BEGIN Given records

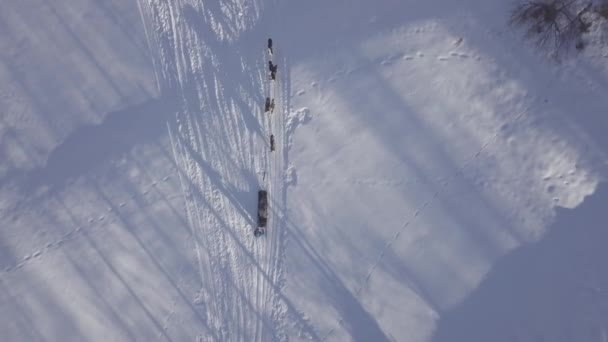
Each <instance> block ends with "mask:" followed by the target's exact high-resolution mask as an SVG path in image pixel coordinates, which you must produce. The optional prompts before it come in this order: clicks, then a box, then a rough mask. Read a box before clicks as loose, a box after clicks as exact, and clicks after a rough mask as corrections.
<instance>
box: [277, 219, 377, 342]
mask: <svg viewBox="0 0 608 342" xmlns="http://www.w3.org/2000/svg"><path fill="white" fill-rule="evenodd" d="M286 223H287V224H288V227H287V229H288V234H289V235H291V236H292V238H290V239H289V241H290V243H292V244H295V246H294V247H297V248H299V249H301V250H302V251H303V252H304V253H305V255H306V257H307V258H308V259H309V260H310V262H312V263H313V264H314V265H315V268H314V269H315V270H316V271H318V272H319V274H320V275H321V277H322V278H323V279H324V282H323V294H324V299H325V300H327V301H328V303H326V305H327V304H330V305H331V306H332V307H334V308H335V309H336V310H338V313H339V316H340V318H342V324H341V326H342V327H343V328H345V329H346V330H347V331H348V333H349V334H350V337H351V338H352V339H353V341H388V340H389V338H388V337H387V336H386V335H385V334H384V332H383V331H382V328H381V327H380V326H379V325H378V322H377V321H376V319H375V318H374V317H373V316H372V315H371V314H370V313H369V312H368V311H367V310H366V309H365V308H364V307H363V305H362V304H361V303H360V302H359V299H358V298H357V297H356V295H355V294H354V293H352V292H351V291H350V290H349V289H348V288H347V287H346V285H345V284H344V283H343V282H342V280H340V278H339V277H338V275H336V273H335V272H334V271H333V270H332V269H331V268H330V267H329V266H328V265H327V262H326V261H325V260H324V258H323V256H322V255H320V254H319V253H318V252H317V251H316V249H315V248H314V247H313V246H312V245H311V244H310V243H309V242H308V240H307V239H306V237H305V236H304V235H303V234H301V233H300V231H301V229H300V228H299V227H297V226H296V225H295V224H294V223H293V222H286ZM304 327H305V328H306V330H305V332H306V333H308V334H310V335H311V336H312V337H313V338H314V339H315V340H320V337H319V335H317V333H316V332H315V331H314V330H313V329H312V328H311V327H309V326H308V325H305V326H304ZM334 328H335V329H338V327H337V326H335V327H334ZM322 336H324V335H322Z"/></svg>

END Given records
BEGIN Given records

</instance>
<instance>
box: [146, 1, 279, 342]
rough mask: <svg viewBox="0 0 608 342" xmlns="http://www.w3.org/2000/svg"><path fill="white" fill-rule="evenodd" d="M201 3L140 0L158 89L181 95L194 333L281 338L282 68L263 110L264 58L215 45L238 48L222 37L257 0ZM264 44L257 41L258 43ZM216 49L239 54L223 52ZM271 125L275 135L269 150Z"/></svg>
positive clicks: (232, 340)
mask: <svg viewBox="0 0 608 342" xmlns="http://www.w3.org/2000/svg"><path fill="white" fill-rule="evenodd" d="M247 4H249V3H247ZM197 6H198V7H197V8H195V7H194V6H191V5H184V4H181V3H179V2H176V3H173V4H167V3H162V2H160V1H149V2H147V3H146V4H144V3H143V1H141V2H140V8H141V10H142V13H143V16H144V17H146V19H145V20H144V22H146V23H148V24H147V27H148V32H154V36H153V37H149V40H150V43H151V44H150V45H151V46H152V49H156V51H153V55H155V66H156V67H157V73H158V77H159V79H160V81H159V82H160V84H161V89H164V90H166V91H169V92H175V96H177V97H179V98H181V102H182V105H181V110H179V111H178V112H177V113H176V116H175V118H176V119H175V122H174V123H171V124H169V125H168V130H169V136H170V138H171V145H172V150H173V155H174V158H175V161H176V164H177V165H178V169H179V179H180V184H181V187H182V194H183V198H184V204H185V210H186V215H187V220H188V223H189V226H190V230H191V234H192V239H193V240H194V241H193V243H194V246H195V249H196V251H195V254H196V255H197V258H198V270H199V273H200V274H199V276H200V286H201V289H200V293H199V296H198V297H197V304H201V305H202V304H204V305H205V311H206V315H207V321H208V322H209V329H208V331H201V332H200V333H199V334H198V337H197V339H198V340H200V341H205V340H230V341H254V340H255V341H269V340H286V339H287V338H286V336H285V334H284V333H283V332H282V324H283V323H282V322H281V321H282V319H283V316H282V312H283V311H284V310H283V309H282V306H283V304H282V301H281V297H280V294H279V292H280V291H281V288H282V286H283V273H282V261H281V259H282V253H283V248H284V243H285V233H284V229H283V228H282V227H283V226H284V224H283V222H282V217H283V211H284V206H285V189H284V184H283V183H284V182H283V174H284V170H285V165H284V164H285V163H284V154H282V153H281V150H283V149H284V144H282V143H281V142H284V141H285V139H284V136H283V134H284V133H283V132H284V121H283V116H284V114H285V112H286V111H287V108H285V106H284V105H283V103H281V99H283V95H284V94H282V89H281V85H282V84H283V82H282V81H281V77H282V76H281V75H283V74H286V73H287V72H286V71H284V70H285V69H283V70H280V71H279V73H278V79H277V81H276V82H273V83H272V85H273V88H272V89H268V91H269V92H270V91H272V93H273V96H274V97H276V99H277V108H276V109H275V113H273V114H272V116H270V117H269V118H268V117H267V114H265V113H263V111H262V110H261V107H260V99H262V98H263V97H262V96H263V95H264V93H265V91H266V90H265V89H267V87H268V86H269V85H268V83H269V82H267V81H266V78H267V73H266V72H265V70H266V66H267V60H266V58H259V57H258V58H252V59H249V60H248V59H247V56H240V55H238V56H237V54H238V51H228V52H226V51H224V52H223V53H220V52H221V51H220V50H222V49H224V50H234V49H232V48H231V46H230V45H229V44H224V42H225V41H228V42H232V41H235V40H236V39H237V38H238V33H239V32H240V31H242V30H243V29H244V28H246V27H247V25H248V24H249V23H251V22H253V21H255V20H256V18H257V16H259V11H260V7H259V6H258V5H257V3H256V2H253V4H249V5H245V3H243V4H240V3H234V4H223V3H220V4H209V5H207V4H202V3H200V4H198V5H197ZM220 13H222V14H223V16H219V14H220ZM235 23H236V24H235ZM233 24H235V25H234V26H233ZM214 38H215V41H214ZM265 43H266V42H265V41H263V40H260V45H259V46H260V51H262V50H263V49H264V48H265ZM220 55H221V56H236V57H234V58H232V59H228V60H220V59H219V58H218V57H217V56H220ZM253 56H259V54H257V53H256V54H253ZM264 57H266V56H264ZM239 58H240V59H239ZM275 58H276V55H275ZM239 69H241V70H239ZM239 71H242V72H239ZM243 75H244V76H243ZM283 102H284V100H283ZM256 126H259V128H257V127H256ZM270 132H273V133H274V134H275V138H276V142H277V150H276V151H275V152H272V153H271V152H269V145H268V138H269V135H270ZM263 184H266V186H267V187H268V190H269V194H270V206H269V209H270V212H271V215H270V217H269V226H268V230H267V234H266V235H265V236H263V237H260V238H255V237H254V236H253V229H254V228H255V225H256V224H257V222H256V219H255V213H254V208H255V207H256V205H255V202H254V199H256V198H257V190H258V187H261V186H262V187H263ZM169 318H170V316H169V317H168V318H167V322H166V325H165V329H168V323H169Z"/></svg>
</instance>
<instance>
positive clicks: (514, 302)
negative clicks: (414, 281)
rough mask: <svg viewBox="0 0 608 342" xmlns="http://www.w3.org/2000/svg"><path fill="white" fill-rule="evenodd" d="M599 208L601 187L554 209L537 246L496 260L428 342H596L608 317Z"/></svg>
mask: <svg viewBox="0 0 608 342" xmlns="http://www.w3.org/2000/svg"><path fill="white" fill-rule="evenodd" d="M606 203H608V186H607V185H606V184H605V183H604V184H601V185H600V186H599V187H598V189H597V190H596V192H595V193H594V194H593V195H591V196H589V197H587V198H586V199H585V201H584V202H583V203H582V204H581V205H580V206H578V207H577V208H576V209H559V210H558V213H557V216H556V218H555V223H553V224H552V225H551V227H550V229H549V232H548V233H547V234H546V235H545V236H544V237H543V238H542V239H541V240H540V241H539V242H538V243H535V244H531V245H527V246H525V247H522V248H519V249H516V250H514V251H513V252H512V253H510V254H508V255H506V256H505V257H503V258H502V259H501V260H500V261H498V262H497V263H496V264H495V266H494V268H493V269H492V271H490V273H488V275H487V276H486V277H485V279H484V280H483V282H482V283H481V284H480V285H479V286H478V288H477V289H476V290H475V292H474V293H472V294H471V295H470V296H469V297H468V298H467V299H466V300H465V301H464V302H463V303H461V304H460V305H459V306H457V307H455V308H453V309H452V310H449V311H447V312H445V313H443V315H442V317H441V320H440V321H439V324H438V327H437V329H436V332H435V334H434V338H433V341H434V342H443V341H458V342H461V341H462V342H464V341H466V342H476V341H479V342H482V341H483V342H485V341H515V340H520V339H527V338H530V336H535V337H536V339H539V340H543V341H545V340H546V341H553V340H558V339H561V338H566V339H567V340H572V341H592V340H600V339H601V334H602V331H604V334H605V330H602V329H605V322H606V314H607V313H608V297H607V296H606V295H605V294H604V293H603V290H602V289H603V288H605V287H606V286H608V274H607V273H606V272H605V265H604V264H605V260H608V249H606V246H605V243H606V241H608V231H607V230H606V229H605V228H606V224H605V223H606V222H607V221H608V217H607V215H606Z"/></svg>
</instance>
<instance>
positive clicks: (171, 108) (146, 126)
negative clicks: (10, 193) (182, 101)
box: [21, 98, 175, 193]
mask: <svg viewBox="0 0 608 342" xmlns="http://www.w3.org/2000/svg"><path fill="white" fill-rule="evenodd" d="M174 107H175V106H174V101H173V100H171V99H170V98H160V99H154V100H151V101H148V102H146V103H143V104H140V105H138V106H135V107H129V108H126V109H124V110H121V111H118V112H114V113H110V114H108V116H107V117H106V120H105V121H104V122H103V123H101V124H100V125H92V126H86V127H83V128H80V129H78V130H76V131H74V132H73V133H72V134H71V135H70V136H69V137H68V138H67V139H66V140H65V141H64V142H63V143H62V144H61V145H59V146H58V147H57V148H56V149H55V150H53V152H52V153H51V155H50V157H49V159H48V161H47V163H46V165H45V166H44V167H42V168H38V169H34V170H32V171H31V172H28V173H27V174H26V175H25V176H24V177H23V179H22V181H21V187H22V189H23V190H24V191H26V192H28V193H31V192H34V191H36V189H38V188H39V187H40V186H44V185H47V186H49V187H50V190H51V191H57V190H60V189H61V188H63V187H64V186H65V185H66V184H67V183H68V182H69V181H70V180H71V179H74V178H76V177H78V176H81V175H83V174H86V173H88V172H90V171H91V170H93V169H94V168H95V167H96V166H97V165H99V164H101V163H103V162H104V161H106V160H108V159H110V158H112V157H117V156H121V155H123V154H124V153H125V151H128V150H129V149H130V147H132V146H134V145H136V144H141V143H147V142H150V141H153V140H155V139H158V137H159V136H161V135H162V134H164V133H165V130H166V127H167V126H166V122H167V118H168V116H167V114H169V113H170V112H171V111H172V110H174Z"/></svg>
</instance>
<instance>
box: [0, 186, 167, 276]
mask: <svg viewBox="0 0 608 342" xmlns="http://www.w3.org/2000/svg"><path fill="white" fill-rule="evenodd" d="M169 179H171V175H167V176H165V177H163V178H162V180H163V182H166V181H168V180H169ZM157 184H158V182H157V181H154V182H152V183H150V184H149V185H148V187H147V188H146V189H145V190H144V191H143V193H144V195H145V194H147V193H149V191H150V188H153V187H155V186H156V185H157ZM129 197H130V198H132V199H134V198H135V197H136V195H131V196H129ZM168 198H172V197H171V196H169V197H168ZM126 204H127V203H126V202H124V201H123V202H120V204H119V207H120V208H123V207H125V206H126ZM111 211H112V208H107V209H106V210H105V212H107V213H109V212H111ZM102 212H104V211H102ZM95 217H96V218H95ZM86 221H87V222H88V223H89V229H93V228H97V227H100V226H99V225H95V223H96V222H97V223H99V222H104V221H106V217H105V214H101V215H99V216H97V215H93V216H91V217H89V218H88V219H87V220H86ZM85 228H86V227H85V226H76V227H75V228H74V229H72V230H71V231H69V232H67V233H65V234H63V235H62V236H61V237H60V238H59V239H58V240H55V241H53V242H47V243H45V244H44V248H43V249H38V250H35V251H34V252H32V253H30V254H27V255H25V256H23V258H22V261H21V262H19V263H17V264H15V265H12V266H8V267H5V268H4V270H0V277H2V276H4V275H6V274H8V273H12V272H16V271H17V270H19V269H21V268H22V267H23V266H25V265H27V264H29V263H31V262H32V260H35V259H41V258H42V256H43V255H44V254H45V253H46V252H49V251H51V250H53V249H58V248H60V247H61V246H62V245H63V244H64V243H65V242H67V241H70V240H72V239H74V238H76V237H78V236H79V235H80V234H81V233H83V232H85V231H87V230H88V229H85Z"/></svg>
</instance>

END Given records

Task prompt ▸ Pull out every line of the items above that contains the word "positive", matching its case exactly.

Problem solution ▸
positive clicks: (232, 340)
positive clicks: (514, 302)
positive clicks: (171, 108) (146, 126)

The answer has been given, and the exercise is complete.